**What you should do:** Tally the lines in the material below that contain the word "black", and give only that number.

Start

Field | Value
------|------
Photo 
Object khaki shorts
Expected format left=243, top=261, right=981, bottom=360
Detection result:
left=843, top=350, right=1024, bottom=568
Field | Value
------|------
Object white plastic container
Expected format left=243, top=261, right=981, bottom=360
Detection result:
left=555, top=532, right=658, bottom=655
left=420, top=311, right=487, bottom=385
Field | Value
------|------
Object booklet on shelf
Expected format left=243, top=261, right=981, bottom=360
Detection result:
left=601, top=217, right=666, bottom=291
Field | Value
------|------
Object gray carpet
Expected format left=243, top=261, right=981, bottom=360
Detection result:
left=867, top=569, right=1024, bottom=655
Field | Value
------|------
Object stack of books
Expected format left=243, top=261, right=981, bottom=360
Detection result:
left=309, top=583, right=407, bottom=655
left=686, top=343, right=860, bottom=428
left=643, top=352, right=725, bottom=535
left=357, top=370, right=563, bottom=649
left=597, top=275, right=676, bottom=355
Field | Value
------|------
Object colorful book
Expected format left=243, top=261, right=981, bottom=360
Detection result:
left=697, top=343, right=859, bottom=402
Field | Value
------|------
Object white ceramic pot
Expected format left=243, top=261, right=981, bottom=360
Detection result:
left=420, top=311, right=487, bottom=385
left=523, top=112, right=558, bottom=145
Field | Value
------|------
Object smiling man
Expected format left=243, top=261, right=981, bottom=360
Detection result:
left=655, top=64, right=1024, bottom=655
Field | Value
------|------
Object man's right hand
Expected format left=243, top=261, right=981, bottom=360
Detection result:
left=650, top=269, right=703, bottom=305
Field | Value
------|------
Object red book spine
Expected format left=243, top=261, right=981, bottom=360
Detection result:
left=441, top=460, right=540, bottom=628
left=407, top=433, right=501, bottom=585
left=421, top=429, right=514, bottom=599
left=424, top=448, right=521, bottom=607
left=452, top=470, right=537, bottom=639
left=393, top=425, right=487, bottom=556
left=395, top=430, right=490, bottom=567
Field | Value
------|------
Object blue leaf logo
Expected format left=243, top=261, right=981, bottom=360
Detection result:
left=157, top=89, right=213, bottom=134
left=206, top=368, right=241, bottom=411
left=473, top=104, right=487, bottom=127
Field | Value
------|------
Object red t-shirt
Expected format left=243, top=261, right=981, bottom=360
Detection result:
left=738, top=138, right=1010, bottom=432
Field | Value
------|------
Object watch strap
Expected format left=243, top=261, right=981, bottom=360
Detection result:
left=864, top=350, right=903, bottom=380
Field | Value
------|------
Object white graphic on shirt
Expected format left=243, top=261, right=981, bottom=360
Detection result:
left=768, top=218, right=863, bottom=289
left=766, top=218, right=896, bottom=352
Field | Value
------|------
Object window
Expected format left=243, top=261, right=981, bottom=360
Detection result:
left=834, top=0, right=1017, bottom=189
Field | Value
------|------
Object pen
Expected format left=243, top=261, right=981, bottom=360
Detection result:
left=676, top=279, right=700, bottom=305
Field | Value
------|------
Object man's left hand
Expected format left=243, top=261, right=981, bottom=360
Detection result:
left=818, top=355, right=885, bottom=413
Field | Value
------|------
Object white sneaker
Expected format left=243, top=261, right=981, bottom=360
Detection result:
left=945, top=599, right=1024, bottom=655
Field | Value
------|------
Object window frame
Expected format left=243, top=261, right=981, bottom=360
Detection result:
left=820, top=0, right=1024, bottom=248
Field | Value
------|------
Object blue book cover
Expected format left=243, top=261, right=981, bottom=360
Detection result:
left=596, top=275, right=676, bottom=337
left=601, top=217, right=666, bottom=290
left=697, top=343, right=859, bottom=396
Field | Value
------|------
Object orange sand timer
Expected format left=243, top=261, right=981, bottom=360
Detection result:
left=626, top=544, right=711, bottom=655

End
Start

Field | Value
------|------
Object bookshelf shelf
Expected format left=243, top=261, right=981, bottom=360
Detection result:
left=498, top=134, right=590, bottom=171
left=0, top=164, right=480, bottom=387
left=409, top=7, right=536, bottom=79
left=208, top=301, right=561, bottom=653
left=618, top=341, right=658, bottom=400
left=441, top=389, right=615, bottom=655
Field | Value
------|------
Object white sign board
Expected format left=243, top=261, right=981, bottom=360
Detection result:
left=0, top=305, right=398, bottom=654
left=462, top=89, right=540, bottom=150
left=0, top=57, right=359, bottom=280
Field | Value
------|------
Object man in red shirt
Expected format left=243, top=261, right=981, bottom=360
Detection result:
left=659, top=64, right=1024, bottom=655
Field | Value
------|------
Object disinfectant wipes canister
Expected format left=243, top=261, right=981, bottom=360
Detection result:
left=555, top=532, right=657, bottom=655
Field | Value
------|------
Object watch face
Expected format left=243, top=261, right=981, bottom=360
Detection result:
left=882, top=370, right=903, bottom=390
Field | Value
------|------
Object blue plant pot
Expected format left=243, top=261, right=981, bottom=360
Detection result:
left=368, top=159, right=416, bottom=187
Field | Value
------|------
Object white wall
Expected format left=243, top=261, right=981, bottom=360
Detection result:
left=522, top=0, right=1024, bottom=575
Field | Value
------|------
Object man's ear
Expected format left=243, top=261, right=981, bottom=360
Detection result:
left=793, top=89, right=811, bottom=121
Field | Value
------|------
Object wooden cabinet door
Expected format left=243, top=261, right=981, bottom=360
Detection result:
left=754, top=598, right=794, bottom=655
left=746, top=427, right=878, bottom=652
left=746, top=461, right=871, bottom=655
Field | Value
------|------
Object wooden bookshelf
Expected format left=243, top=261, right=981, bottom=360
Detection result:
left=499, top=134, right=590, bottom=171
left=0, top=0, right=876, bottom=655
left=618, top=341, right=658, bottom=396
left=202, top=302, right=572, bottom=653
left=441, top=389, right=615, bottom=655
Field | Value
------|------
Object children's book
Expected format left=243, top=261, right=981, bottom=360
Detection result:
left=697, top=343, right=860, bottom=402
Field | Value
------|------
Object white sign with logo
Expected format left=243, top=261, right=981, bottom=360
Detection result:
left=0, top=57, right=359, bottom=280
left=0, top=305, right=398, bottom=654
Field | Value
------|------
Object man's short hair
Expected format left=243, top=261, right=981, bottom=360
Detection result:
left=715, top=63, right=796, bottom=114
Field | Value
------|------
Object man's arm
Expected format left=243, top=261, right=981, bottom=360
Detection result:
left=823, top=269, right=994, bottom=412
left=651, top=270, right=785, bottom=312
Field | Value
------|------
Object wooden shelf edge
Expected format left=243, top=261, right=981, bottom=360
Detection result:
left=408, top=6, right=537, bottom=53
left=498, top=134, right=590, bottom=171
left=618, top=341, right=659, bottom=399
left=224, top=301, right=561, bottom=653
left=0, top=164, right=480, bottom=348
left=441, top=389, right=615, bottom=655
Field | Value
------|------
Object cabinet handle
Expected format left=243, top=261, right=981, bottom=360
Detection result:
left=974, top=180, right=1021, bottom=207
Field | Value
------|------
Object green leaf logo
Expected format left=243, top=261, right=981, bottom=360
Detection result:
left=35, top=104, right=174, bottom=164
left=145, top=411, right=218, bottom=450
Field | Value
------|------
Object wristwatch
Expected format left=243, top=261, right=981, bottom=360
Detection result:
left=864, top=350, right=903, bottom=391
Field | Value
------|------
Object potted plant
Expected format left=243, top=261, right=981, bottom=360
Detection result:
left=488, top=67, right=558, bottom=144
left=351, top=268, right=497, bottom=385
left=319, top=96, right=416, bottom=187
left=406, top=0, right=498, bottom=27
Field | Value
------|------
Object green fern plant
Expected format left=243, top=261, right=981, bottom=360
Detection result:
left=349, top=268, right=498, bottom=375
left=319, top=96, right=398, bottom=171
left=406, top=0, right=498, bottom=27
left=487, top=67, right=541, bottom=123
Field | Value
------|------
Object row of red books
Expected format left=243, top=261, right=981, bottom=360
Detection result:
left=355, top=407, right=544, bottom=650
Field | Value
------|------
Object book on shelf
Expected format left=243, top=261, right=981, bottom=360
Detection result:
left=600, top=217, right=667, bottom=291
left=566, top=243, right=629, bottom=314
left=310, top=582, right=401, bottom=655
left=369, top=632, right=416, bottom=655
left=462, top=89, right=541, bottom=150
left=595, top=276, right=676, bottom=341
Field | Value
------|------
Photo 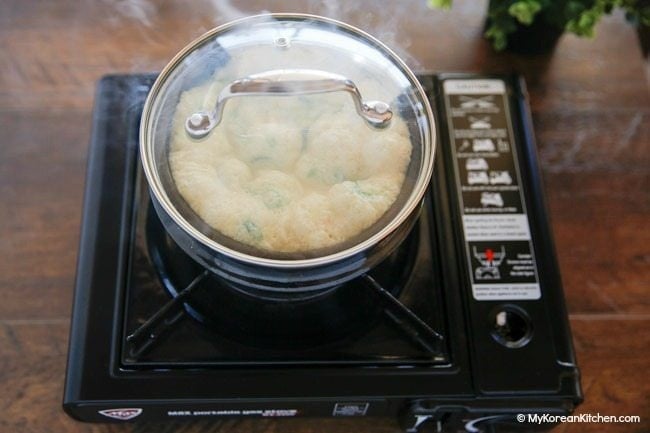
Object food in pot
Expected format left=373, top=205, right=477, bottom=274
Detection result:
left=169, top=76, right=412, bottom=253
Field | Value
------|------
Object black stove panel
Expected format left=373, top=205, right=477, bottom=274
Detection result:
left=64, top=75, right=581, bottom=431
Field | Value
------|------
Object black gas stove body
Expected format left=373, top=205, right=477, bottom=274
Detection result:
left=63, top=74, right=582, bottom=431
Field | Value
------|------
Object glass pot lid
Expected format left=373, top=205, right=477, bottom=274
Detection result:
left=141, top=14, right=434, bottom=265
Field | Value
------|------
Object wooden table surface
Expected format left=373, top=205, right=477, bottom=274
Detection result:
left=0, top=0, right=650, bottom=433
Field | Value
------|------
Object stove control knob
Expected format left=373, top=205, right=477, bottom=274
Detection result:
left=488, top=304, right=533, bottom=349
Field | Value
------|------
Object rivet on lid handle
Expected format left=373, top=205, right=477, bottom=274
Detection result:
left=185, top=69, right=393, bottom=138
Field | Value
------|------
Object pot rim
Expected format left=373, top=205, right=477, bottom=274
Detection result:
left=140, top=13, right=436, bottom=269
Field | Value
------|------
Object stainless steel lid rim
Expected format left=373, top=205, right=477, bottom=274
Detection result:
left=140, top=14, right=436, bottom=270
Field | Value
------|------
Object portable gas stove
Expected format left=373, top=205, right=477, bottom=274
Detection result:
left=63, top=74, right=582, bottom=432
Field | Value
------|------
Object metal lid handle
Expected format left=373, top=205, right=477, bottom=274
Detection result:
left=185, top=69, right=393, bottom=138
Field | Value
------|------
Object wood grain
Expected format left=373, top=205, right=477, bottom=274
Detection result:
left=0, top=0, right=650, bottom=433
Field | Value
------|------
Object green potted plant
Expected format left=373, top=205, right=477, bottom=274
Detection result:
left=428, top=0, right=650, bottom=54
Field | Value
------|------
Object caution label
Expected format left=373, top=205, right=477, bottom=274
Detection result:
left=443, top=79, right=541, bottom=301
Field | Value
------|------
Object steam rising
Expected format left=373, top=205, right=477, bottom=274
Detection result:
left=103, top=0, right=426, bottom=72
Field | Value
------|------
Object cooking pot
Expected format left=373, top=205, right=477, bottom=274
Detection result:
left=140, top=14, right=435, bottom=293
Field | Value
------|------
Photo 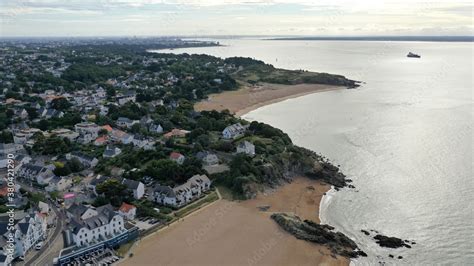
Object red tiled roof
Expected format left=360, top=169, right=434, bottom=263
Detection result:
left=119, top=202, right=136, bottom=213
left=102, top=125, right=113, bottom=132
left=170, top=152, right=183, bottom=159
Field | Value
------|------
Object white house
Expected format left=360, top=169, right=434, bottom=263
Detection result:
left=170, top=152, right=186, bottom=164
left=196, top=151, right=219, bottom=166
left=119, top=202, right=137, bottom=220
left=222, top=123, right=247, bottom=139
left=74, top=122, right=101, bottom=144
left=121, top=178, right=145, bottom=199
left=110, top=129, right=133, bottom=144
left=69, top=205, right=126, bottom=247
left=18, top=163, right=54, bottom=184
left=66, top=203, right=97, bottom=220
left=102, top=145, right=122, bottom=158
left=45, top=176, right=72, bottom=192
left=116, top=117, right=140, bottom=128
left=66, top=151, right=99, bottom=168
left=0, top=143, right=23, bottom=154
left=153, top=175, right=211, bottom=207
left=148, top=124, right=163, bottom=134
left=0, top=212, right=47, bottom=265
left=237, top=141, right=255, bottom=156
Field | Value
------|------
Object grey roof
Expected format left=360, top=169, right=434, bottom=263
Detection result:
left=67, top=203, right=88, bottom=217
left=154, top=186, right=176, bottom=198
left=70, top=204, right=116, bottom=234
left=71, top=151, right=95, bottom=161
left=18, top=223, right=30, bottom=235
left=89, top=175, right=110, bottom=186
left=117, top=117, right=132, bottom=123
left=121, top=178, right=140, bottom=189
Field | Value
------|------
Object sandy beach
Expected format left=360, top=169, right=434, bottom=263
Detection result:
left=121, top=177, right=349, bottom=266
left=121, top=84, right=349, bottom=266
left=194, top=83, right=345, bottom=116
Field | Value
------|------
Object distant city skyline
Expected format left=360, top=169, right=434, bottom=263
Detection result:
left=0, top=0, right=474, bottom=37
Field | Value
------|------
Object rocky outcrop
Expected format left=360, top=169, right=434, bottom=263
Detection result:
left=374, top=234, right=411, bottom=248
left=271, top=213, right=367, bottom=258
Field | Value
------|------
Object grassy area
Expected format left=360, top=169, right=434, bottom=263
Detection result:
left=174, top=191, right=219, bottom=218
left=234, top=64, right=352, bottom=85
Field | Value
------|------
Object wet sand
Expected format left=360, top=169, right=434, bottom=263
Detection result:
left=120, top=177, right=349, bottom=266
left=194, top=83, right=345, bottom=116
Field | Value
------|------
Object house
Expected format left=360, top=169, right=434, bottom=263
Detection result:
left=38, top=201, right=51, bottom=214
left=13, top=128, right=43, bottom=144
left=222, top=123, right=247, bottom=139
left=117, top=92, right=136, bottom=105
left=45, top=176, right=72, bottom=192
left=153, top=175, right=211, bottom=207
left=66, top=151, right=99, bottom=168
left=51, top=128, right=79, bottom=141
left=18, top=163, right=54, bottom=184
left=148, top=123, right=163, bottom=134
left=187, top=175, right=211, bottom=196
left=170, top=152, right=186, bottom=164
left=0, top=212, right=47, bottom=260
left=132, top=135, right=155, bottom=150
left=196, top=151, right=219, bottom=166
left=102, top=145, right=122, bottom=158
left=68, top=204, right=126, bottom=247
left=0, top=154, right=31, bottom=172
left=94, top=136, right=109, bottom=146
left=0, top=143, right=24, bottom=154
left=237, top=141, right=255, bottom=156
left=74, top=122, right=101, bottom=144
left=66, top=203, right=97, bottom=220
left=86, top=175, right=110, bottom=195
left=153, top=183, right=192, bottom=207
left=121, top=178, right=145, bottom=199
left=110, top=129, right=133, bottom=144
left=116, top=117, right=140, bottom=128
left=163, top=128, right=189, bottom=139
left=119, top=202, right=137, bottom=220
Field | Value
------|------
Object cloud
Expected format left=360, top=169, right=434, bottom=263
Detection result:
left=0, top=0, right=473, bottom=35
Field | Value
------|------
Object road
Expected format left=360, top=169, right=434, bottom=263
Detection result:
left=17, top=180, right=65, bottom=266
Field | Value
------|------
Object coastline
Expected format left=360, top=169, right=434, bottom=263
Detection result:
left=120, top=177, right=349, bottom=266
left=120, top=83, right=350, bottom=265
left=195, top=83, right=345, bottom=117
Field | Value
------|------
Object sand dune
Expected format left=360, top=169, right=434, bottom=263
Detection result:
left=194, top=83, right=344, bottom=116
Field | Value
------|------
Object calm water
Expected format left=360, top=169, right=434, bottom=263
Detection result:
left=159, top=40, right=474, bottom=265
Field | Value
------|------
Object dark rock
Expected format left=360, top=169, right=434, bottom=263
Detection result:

End

**Result:** 2